-- PROBLEMS --
1. In the article on mobile feature flags, what three things should each flag get?
2. Extend the article on mobile feature flags beyond its final paragraph.

-- READING TEXT --
- - - -

Oct 12, 2025·8 min read

Mobile feature flags that do not turn into dead code

Mobile feature flags help you ship safely, but they can pile up fast. Learn rollout steps, local overrides, and cleanup habits that keep apps simple.

Mobile feature flags that do not turn into dead code

Why flags turn into hidden branches

Mobile feature flags look cheap when you add them. One if statement, one remote setting, one easy rollback option. A few months later, that small choice can leave two products living inside the same app.

The trouble starts after launch. A team ships a new checkout flow, sees that it works, and moves on. The flag stays. Nobody deletes the old path because mobile releases move slower than web releases, and the team worries about edge cases, app review delays, or users who stay on older builds. That caution makes sense for a week or two. After that, it turns into clutter.

Each flag adds another branch to think about. QA now has to test the old screen and the new one. Developers have to decide which path analytics should track. Support has to guess which version a user actually saw. A few flags are enough to create a long list of app states, and many of those states barely get tested.

Mobile makes this worse because old app versions stick around. A server-side flag can keep dead code alive much longer than anyone planned. The team already treats the new path as the real product, but the app still carries the old one like a spare part nobody wants to throw away.

New teammates usually feel the pain first. They open a file and find two flows wired into production logic, with no clear sign of which one still matters. They waste time reading both. Sometimes they fix a bug in the wrong branch. Sometimes they add a third condition just to stay safe, and the mess grows.

You can spot the problem early. People stop knowing who owns a flag. QA starts asking which path they can ignore. Product says the rollout finished, but the code still supports the old flow. Developers keep adding new work inside both branches.

That is why mobile feature flags need an end date, not just a launch date. If a flag survives more than a couple of release cycles, it stops being a release tool and starts acting like hidden product logic.

Pick the right flag for the job

A flag should answer one question. If it controls rollout, safety, and experiment logic at the same time, the code gets messy fast. Good flags stay small and boring. Each one gets a single job, one owner, and one review date.

Release flags work best for short launches. Use them when a finished feature needs a gradual rollout over a few days or a couple of weeks. When the rollout reaches 100% and the app behaves well, remove the old branch. If a release flag stays in the app for months, it is no longer helping with launch risk. It has become hidden app logic.

Kill switches are different. Keep them for risky parts of the app that might need a fast shutdown in production, like a payment step, remote sync, or a heavy background task. A copy change or a new icon usually does not need that kind of escape hatch. Every kill switch creates another path to test, so keep them rare.

Experiment flags also need a finish line before the test begins. Pick the metric, decide who owns the result, and set the day when the team will choose a winner. Without that deadline, both versions stay alive longer than planned. Then every small update turns into two updates.

One flag should not control two separate product decisions. Teams do this all the time because two changes launch together. They put a new checkout screen and a new pricing rule behind the same flag, then later want to keep one and drop the other. Now one flag blocks two decisions. Split those cases early.

Most teams only need a few clear flag types: release flags for short rollouts, kill switches for risky failures, and experiment flags for time-boxed tests. If a new flag does not fit one of those jobs, stop and question it. Fewer branches mean less cleanup later, fewer release toggle mistakes, and code that still makes sense six months from now.

- - - -

Coordinate labeling data:
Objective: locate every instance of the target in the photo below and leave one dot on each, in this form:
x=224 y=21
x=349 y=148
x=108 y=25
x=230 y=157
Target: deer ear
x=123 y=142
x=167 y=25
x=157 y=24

- - - -

-- WRITTEN ANSWERS --
1. Each flag gets a single job, one owner, and one review date.

2.
Set rules before you ship

Most dead flags start as small shortcuts. Someone adds a toggle to ship faster, the release goes fine, and nobody comes back to remove the branch. Half a year later, the app still carries two paths for the same feature, and nobody feels safe touching either one.

Simple rules stop that from happening. For mobile feature flags, the rule set matters more than the tool.

Start with naming. Keep the name narrow and specific. new_checkout_ios is clear. checkout_v2 is not, because nobody knows whether it covers Android, iOS, backend behavior, or all of them.

Assign one person to the flag before the code lands. That owner decides when rollout starts, watches the result, and opens the cleanup task. Shared ownership sounds fair, but it usually means nobody removes the old path.

A good flag record answers five questions: what feature it controls, which platform it affects, who owns it, when it should be removed, and what result means the rollout is done. That removal date should exist on day one. Pick a real date, not "later" or "after launch." If the team needs more time, they can move the date on purpose. That small step forces a discussion, and that discussion usually exposes flags that no longer earn their keep.

Keep the default value in one place. Put it in a single config file, a flag registry, or a shared wrapper. Do not let one screen assume "off" while another helper assumes "on." Once defaults spread across the codebase, cleanup gets slow and risky.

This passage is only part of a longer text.